Excerpted text –

■ ■ ■ ■

Personal information
- Born: Florian Kahllund 7 June 1993 (age 33) Rendsburg, Germany
- Height: 185 cm (6 ft 1 in)
- Weight: 75 kg (165 lb)

Sport
- Sport: Archery

Medal record
Men's recurve archery
Representing Germany
Olympic Games
| Silver medal – second place | 2024 Paris | Mixed team |
World Championships
| Silver medal – second place | 2017 Mexico | Mixed team |
| Silver medal – second place | 2023 Berlin | Mixed team |
World Field Championships
| Gold medal – first place | 2022 Yankton | Individual |
European Games
| Gold medal – first place | 2023 Kraków-Małopolska | Individual |
| Bronze medal – third place | 2023 Kraków-Małopolska | Mixed team |
European Championships
| Gold medal – first place | 2014 Echmiadzin | Individual |
| Gold medal – first place | 2024 Essen | Mixed team |
| Silver medal – second place | 2014 Echmiadzin | Team |
| Silver medal – second place | 2022 Munich | Individual |
| Silver medal – second place | 2022 Munich | Mixed team |

= Florian Unruh =

German archer (born 1993)

Florian Unruh (born 7 June 1993, Kahllund) is a German athlete who competes in recurve archery.

Kahllund first competed internationally in 2013, and in 2014 won the individual title at the European Championships in Echmiadzin and qualified for the World Cup Final, winning the third stage of the individual competition in Antalya.

He won the silver medal in the men's individual recurve event at the 2022 European Archery Championships held in Munich, Germany. He also won the silver medal in the mixed team recurve event.

Unruh won the silver medal in the team event at the 2024 Olympics with his partner Michelle Kroppen.

==Personal life==
He is married to fellow archer Lisa Unruh and adopted her surname.

■ ■ ■ ■

[Collected data]
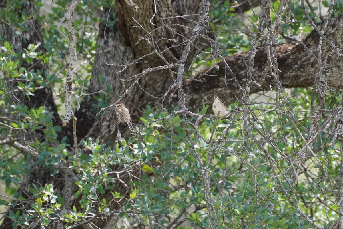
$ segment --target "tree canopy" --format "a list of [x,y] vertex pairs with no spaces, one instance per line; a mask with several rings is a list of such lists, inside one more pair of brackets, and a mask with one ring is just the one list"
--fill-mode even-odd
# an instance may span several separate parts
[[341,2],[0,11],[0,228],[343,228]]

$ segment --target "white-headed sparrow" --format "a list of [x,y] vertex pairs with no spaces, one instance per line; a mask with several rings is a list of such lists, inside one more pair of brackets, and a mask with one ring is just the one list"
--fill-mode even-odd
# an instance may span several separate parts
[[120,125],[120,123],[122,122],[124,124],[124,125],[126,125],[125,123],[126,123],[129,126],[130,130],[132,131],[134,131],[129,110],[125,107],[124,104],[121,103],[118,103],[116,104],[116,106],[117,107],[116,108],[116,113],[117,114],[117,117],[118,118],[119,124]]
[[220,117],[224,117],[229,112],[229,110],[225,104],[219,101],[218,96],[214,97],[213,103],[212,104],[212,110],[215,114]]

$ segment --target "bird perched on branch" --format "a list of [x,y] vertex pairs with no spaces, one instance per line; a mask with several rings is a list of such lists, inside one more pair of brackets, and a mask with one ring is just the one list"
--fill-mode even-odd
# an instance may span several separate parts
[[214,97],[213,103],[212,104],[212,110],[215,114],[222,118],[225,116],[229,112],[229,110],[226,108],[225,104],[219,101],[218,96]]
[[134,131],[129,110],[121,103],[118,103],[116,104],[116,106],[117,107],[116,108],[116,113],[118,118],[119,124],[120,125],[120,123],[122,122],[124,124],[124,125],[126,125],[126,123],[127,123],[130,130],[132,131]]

■ ■ ■ ■

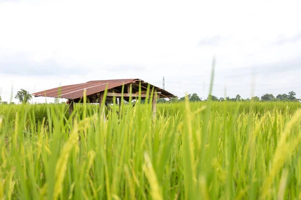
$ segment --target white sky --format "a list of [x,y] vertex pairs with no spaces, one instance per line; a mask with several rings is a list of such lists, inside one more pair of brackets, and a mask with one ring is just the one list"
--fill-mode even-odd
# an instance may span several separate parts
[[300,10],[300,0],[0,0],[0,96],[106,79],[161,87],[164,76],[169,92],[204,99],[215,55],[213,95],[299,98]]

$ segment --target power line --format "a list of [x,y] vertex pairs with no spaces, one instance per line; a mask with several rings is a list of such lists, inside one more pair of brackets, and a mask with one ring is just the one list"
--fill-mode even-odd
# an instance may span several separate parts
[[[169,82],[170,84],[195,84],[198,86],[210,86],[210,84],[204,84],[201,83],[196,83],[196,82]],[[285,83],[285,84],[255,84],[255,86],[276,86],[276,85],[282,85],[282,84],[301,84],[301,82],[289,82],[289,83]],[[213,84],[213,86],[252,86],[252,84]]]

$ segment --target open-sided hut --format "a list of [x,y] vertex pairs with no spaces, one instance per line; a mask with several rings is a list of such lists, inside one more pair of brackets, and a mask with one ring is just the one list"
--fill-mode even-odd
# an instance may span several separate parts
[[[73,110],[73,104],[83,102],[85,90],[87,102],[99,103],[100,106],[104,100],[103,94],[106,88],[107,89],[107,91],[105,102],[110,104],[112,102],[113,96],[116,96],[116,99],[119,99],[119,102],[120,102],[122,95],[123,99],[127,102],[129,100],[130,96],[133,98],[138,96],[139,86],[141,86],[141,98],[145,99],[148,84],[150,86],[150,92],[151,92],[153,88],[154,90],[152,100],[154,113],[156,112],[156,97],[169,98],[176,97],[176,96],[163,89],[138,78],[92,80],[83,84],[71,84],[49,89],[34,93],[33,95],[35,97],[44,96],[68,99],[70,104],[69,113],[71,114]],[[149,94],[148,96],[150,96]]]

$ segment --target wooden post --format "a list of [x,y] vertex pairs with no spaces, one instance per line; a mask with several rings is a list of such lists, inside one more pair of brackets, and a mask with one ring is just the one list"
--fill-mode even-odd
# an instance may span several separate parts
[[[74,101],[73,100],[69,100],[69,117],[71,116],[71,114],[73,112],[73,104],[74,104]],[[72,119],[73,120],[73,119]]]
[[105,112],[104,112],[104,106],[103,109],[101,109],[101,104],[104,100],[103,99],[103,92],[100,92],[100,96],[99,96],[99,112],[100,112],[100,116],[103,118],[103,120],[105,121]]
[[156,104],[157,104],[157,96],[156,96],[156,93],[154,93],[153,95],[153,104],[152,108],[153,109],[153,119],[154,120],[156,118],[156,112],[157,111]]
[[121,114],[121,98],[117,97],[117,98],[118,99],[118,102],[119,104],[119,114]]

■ ■ ■ ■

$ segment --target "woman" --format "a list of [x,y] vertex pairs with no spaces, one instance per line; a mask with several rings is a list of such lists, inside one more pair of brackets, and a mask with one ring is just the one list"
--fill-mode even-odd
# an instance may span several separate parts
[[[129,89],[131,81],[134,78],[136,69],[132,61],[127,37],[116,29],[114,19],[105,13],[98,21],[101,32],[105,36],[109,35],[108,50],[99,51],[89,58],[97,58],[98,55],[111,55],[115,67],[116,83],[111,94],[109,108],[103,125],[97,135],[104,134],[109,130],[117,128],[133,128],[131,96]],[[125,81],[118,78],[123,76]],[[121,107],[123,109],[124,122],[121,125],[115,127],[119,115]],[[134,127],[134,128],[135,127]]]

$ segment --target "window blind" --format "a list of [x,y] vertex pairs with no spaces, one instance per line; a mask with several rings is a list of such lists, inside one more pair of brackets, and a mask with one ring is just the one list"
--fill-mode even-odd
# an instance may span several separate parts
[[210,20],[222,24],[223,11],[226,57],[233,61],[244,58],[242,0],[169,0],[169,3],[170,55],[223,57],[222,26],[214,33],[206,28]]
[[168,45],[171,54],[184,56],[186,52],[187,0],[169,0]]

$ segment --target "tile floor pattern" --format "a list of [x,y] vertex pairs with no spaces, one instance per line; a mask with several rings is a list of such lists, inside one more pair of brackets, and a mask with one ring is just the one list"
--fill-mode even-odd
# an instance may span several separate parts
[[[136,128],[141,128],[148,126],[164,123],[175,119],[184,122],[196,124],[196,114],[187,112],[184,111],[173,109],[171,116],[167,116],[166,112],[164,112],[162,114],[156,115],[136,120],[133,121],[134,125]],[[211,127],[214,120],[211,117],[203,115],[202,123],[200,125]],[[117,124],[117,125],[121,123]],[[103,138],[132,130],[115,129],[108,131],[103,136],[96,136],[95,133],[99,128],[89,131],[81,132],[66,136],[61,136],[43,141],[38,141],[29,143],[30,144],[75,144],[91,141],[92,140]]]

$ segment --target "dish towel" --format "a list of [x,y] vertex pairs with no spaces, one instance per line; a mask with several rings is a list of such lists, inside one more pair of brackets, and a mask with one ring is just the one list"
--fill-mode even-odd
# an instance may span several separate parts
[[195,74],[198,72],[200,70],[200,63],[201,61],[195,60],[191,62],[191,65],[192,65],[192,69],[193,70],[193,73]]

■ ■ ■ ■

Task brief –
Answer these questions from the archer profile above:
1. What height does the profile give for him?
2. In which year and city did he win gold at the World Field Championships?
3. Whose surname did he adopt?

Problem solution –
1. 185 cm (6 ft 1 in)
2. 2022, Yankton
3. Lisa Unruh's, his wife and a fellow archer